- WRITTEN REQUEST: Rewrite all of the items below, putting "reference layout" wherever "sample form" occurs and leaving every other character unchanged.

Coordinate annotation records:
════════════════════
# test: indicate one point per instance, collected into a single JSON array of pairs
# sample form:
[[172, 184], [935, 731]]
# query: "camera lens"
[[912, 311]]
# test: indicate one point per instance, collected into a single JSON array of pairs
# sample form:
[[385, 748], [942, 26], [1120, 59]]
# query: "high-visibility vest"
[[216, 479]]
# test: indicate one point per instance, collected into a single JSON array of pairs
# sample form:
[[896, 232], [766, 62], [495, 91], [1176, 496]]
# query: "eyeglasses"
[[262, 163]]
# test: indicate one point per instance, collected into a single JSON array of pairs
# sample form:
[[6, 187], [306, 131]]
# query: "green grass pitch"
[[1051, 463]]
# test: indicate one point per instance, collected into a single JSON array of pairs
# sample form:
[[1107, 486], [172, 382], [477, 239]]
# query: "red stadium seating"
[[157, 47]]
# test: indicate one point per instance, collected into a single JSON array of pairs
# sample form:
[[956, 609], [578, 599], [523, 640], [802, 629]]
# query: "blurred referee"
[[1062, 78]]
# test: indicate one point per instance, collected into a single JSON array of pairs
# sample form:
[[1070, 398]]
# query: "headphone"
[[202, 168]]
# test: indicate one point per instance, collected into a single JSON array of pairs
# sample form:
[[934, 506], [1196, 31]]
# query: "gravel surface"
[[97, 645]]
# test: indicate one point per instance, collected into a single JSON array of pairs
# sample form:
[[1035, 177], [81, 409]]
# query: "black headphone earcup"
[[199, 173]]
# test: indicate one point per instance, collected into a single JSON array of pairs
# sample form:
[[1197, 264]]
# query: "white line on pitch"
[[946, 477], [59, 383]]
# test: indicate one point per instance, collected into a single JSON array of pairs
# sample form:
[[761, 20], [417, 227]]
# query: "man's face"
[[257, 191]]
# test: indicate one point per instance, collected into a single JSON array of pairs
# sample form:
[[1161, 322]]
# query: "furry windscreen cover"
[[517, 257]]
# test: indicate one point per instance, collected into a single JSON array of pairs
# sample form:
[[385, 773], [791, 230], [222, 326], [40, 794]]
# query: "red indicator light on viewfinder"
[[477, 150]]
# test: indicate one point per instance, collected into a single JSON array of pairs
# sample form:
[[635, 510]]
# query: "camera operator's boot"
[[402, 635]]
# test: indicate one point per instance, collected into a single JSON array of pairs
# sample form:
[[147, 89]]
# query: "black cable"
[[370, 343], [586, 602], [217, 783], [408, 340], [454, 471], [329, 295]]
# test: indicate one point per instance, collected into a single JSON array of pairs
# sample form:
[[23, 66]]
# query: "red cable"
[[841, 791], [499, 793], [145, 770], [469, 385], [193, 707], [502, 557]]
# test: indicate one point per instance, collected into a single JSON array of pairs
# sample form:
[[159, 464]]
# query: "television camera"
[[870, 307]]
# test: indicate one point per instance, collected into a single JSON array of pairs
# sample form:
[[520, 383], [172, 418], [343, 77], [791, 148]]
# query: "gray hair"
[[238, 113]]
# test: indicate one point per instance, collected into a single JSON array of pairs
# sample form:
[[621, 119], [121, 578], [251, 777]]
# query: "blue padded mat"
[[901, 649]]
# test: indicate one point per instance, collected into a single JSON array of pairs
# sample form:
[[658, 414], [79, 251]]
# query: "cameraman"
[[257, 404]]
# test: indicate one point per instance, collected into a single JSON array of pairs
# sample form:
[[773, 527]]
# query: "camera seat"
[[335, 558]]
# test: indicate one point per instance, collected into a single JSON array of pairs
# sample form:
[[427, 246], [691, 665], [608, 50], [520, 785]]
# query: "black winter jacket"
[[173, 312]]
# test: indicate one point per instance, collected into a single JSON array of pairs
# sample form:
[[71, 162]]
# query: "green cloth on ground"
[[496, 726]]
════════════════════
- EXERCISE RESULT:
# test: indicate one point per instance, collected into a single JSON array of pairs
# reference layout:
[[172, 184], [935, 731]]
# query: "camera lens"
[[912, 311]]
# test: indicate one point per instance, collected into a single JSON array of pairs
# reference layout:
[[385, 748], [942, 26], [1120, 59]]
# query: "high-visibility vest"
[[216, 479]]
# test: indicate one point per instance, collected into a single JSON array of pairs
# reference layout:
[[896, 232], [766, 62], [495, 91], [1176, 496]]
# query: "eyeglasses"
[[262, 163]]
# test: indicate one point per instance, collected into a single JSON array of pairs
# reference layout:
[[6, 187], [306, 131]]
# query: "green grass pitch"
[[1051, 463]]
# test: indicate one point per instance, collected into a single JSON array of pairs
# reference layout:
[[1107, 486], [172, 382], [477, 239]]
# query: "red stadium seating"
[[157, 47]]
# test: indicate one point per instance, collected into a single JSON array of pairs
# reference layout:
[[956, 609], [578, 599], [523, 640], [802, 629]]
# query: "blurred referee"
[[1062, 78]]
# test: indicate one point per instance, collected into a single JSON array of pairs
# reference layout:
[[1070, 398]]
# query: "headphone"
[[202, 168]]
# test: indicate one point per instance, collected into a single JSON array of pairs
# reference layout:
[[934, 506], [1196, 31]]
# query: "gravel surface"
[[97, 645]]
# test: indicate one point per instance, collected into a single JSON array of pairs
# reference layout:
[[1035, 177], [81, 409]]
# query: "black headphone earcup"
[[199, 173]]
# test: indicate one point per instance, collected into a single JSON array of pairs
# reference layout:
[[1197, 264]]
# query: "white line on pitch"
[[946, 477], [59, 383]]
# test: indicate one point per instance, collected into a single JSON array of pairs
# reference layout:
[[761, 20], [417, 227]]
# query: "man's face"
[[257, 191]]
# test: indicate one point per instance, collected into a single JSON array of pairs
# reference layout:
[[1161, 322]]
# query: "furry windscreen cover"
[[517, 257]]
# test: indicate one point per instance, collected into a single JSON array of pairs
# reference layout:
[[385, 773], [791, 230], [222, 326], [40, 794]]
# query: "red indicator light on viewfinder"
[[477, 150]]
# test: indicate one point per instance, collected into a single JSON array of pairs
# reference layout:
[[635, 510]]
# query: "camera operator's boot"
[[402, 635]]
# test: indicate one point per instance, collected into a single JSON array of pairs
# reference layout:
[[147, 89]]
# query: "black cable"
[[370, 343], [586, 602], [217, 783], [408, 340], [454, 471], [329, 295]]
# test: indicate one point per instance, collected into a single JSON array of pairs
# reference layout:
[[23, 66]]
# query: "red cable"
[[841, 791], [499, 793], [145, 770], [469, 385], [193, 707], [502, 557]]
# test: indicate one point per instance, collected into a single JSON array of pairs
# reference layout:
[[159, 464]]
# query: "television camera"
[[870, 307]]
# test: indicate one point per instance, collected into a single JSON array of pairs
# reference layout:
[[520, 383], [172, 418], [343, 77], [791, 148]]
# query: "gray hair"
[[238, 113]]
# test: indicate one point per instance, collected into a single JSON array of pairs
# reference layout:
[[621, 119], [121, 578], [251, 777]]
# query: "blue padded mat"
[[901, 649]]
# test: indicate one point per instance, collected into a single JSON array of pairs
# reference layout:
[[658, 414], [79, 251]]
# query: "cameraman"
[[257, 404]]
# test: indicate one point per instance, collected into a single JSON array of pairs
# reference layout:
[[773, 527]]
# query: "camera seat"
[[335, 558]]
# test: indicate one point per instance, collected into a single JSON array of pairs
# reference layout:
[[427, 246], [691, 665], [608, 50], [520, 785]]
# query: "black winter jacket"
[[173, 312]]
# test: indicate one point per instance, collected into a single JSON array of pairs
# reference layout:
[[71, 162]]
# query: "green cloth on ground"
[[496, 726]]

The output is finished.